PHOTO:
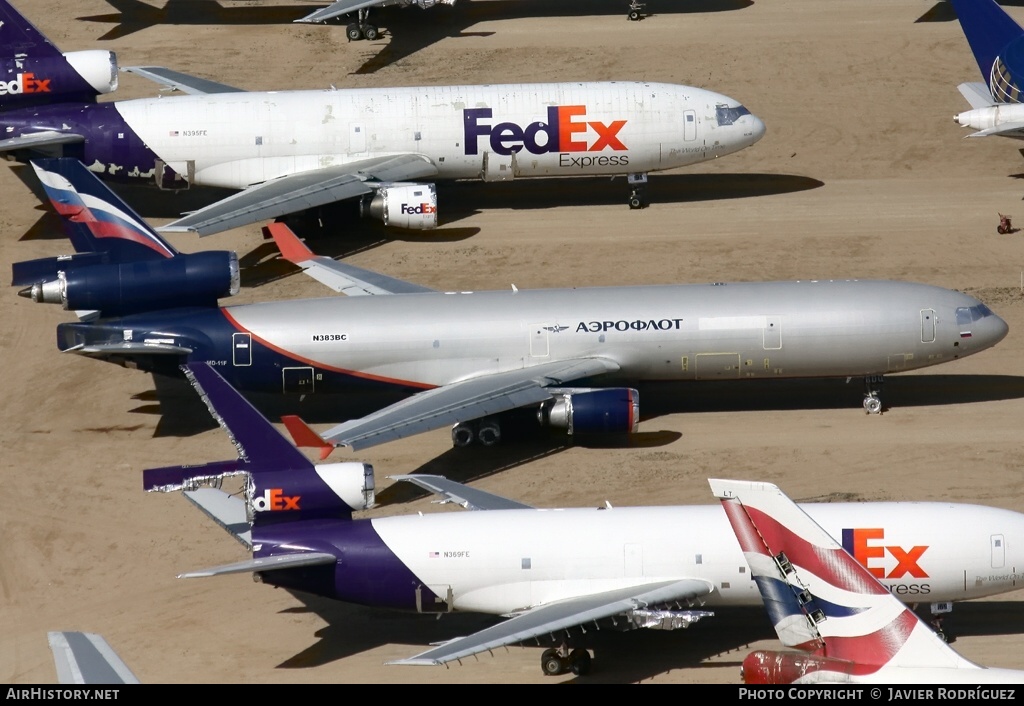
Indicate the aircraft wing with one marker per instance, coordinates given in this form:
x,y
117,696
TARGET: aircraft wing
x,y
562,615
464,401
977,94
86,658
470,498
180,82
302,191
338,8
340,277
40,139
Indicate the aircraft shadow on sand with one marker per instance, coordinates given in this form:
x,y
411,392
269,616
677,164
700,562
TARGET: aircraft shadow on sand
x,y
943,12
409,30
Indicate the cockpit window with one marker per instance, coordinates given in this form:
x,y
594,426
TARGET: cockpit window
x,y
727,116
965,315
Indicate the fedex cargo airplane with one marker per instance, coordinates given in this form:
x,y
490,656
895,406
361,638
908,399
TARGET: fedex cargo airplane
x,y
659,568
469,359
996,41
838,611
297,150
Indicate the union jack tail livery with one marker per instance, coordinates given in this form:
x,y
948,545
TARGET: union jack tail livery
x,y
823,603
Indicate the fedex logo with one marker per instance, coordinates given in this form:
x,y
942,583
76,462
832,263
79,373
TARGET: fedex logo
x,y
565,131
25,83
273,499
419,209
865,545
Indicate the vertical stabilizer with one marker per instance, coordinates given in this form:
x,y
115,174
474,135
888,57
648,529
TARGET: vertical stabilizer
x,y
993,37
819,598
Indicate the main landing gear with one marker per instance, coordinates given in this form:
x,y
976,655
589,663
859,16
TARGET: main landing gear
x,y
638,196
872,393
559,660
361,29
485,431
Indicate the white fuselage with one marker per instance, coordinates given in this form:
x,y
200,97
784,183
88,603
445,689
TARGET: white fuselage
x,y
494,131
503,561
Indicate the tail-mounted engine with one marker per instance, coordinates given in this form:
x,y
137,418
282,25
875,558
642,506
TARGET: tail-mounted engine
x,y
592,411
411,206
76,76
85,283
786,667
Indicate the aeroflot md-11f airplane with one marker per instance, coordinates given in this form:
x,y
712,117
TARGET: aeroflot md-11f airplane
x,y
824,603
467,358
662,568
292,151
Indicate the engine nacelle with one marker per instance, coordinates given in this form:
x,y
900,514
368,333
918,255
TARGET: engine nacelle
x,y
76,76
785,667
335,490
993,116
593,411
117,289
411,206
98,68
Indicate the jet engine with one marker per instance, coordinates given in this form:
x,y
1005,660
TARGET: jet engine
x,y
411,206
97,68
785,667
80,283
285,494
991,117
592,411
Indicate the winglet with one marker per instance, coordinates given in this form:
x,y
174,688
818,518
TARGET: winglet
x,y
304,437
292,249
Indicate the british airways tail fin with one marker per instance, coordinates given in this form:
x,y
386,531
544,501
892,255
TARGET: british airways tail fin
x,y
95,218
819,598
35,72
995,40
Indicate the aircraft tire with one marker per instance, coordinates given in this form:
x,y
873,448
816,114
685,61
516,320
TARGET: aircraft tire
x,y
580,662
551,662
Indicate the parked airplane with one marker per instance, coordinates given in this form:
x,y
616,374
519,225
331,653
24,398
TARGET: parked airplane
x,y
87,658
363,29
34,72
824,603
660,568
996,42
293,151
466,358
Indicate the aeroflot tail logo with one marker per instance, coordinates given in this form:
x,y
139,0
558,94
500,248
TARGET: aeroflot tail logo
x,y
566,130
866,546
25,83
273,499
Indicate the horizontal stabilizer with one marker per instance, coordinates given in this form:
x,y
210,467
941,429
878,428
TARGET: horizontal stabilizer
x,y
40,139
86,658
227,510
470,498
977,94
308,558
181,82
340,277
171,479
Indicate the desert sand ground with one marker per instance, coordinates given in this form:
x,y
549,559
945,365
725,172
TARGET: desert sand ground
x,y
861,174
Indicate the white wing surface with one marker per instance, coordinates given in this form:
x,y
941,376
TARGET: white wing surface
x,y
464,401
302,191
175,80
86,658
543,620
470,498
340,277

* * * *

* _Short task_: Copy out the rows from the line containing "Indicate the aeroflot tail" through the end of the rows, requests included, shifting every answer coordinate by adding 52 to each number. Leave the requests and their sample coordinates unchanged.

* _Solution to this problem_:
Indicate the aeroflot tail logo with one marker per instance, coordinates given in this form:
x,y
139,0
558,94
500,248
TARGET: aeroflot tail logo
x,y
618,182
918,598
77,135
325,551
Indicate the horizontal stabilizer with one marker per instance, coordinates given in this form:
x,y
210,467
941,429
878,428
TARGET: horizontal stabilizer
x,y
92,191
138,710
279,562
522,550
1029,146
360,610
233,134
392,329
223,531
Indicate the desert sand ground with one marker per instance, coordinates given in this form:
x,y
549,559
945,365
725,172
TARGET: desert sand ground
x,y
913,226
Indicate the white wing surface with one marker per instance, coordinates given in this form:
x,y
941,376
TARGET: white wing surface
x,y
516,453
354,243
227,132
138,710
595,672
522,550
392,329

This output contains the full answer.